Page:
"""

-Caveat Lector-

>From http://www.iht.com/articles/72411.html

Copyright © 2002 The International Herald Tribune | www.iht.com

Buddhist miracle in Siberia

Steven Lee Myers The New York Times


Wednesday, October 2, 2002


Lama's body is intact, 75 years after his death

IVOLGINSK, Russia A miracle has occurred here in Siberia. Or it may be a hoax. Others
believe science can explain it. It is a question, it seems, of faith.

The story begins in 1927, when a spiritual leader of Russia's Buddhists gathered his
students and announced his plans to die. The leader, Dashi-Dorzho Itigilov, the 12th 
Pandito
Hambo Lama, then 75 and retired, instructed those gathered around him to "visit and 
look
at my body" in 30 years.

He crossed his legs into the lotus position, began to meditate and, chanting a prayer 
for the
dead, died.

The years that followed were difficult for all faiths in Russia, including the 
Buddhists here in
Buryatia, an impoverished Siberian region on the Mongolian border. The Soviet Union,
under Stalin, repressed most manifestations of religion, executing hundreds of lamas 
and
destroying 46 Buddhist temples and monasteries.

After World War II, Stalin relented somewhat and allowed the Buddhists to rebuild their
monastery outside Ivolginsk, along a low, desolate valley 35 kilometers (20 miles) from
Buryatia's capital, Ulan-Ude. But religious practice remained tightly restricted.

When the 30 years had passed - it might have been 28; the details are murky - 
Itigilov's
followers did what he had asked, exhuming his remains from a cemetery in Khukhe-
Zurkhen.

What they found, as the story goes, was Itigilov's body, still in the lotus position, 
still
perfectly intact, having defied nature's imperative to decay.

Stalin was dead, but Soviet power remained absolute, and so the Buddhists reburied 
Itigilov
- and the secret - in an unmarked grave, packing his wooden coffin with salt. (That 
may be
important, or not.)

"""

Records provided:
"""

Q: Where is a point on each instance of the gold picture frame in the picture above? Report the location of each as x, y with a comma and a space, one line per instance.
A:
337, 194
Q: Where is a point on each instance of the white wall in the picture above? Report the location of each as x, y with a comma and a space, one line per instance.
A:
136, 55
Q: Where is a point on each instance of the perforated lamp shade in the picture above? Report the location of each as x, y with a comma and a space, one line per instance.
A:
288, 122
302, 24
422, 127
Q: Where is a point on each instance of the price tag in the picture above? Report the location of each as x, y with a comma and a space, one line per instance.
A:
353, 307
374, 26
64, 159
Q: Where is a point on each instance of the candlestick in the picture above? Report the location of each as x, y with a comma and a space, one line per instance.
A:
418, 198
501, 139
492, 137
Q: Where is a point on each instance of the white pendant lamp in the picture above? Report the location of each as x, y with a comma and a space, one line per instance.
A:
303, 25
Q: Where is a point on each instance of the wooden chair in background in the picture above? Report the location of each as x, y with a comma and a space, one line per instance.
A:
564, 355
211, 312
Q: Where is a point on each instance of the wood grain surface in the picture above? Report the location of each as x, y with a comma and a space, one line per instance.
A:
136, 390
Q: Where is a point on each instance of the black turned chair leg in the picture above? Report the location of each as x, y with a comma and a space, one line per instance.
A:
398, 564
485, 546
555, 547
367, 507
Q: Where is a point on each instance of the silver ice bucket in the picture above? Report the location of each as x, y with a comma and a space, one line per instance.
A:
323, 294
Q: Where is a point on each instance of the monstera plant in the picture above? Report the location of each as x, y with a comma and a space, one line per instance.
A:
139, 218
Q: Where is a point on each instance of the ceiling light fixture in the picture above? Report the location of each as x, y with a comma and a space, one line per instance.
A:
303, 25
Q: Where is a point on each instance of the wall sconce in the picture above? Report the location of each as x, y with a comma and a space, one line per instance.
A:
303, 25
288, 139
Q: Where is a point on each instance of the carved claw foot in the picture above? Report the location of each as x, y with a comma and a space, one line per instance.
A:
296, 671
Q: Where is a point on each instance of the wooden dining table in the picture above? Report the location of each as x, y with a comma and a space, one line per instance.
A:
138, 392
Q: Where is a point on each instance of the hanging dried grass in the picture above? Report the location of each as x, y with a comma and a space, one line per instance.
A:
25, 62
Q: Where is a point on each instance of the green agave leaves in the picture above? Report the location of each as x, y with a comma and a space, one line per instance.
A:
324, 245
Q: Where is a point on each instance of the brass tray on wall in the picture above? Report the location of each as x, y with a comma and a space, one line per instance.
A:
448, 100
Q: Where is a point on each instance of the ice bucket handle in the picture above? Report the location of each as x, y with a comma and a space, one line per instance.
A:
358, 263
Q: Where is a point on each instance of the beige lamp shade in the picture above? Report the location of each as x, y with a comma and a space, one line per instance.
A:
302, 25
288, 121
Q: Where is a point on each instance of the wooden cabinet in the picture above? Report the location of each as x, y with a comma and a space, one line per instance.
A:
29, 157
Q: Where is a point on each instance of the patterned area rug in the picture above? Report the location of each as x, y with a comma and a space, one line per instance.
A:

"""

Resume the article about the lama's preserved body, picking up after its last sentence. The records have nothing to do with the article about the lama's preserved body.

"Nobody could talk about it then," said the current Pandito Hambo Lama, the 25th, Damba
Ayusheyev. "To bring him back to the temple - it was forbidden, impossible. So he was 
put
back."

Unlike supreme Tibetan lamas, who are considered reincarnations of previous lamas and
are enthroned for life, Pandito Hambo Lamas are elected by other lamas, serve 
relatively
short terms and are free to step down.

The story might have ended with the reburial had not a young lama, Bimba Dorzhiyev,
turned his curiosity for history into a quest to resolve the mystery of Itigilov. He 
found an
88-year-old believer, Amgalan Dabayev, whose father-in-law had been there when the
coffin had been opened and who himself had seen Itigilov. Dabayev led him to the grave.

On Sept. 11, 75 years after Itigilov's death, the body was once again lifted from the 
earth.
This time there was a record of the event: a dozen witnesses, including two forensic
experts and a photographer. The lamas who opened the coffin wore surgical masks, but
they need not have. Itigilov's body remained preserved.

The current Hambo Lama ordered the body brought to Ivolginsk, where it was greeted with
fanfare, ringing bells and lulling chants. He ordered the body placed on the second 
floor of
one of the monastery's four temples, where it remains today, secreted behind heavy
curtains and locked doors.

The monastery's 150 students keep a vigil on the first floor, praying around the clock,
though only the lamas may see the body. "To me it is the greatest miracle in life," 
said
Ayusheyev, the spiritual leader since 1995. "It turns out there are things on which 
time has
no power."

The 12th Hambo Lama was born in 1852 in czarist Russia and orphaned early, according to
the Buddhists' history. At 16 he studied to become a lama and served in several
monasteries in Buryatia. In 1911 he was nominated along with nine other candidates to
become the Hambo Lama and he was ultimately appointed by the czar's governor in 
Irkutsk.

During his time as Hambo Lama, Itigilov is said to have strengthened the faith, 
especially
among the Buryats, a nomadic people of Mongol descent who have lived in the region for
more than 30 centuries. He published religious tracts and teachings and united many of 
the
religion's factions.

Most of Russia's Buddhists - estimated today at 1 million - adhere to the "yellow hat" 
sect
that is predominant in Tibet. The Dalai Lama is their highest spiritual leader.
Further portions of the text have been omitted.